Data for the task ->
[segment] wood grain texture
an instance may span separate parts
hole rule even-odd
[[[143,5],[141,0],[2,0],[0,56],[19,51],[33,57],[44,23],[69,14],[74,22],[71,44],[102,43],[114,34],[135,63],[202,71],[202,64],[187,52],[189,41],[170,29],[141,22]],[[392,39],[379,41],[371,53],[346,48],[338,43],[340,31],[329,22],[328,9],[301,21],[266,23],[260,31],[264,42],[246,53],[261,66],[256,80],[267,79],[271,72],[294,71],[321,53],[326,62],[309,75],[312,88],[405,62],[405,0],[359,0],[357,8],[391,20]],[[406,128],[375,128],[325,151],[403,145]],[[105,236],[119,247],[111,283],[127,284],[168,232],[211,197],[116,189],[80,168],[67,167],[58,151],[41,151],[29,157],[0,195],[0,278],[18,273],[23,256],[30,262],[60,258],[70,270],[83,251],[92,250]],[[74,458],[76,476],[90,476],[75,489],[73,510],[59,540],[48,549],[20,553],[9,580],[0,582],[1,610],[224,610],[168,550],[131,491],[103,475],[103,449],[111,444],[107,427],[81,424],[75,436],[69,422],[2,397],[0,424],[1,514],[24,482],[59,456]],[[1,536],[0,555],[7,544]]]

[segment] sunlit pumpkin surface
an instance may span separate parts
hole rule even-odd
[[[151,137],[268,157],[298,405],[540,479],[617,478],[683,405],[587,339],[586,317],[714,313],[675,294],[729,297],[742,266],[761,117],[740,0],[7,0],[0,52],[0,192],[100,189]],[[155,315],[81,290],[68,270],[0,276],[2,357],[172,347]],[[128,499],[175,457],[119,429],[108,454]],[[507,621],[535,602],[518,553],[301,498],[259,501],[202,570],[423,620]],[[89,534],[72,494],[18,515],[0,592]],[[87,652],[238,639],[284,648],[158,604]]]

Your assignment ->
Where a line of the data holds "segment", show that line.

Task answer ->
[segment] wood grain texture
[segment] sunlit pumpkin surface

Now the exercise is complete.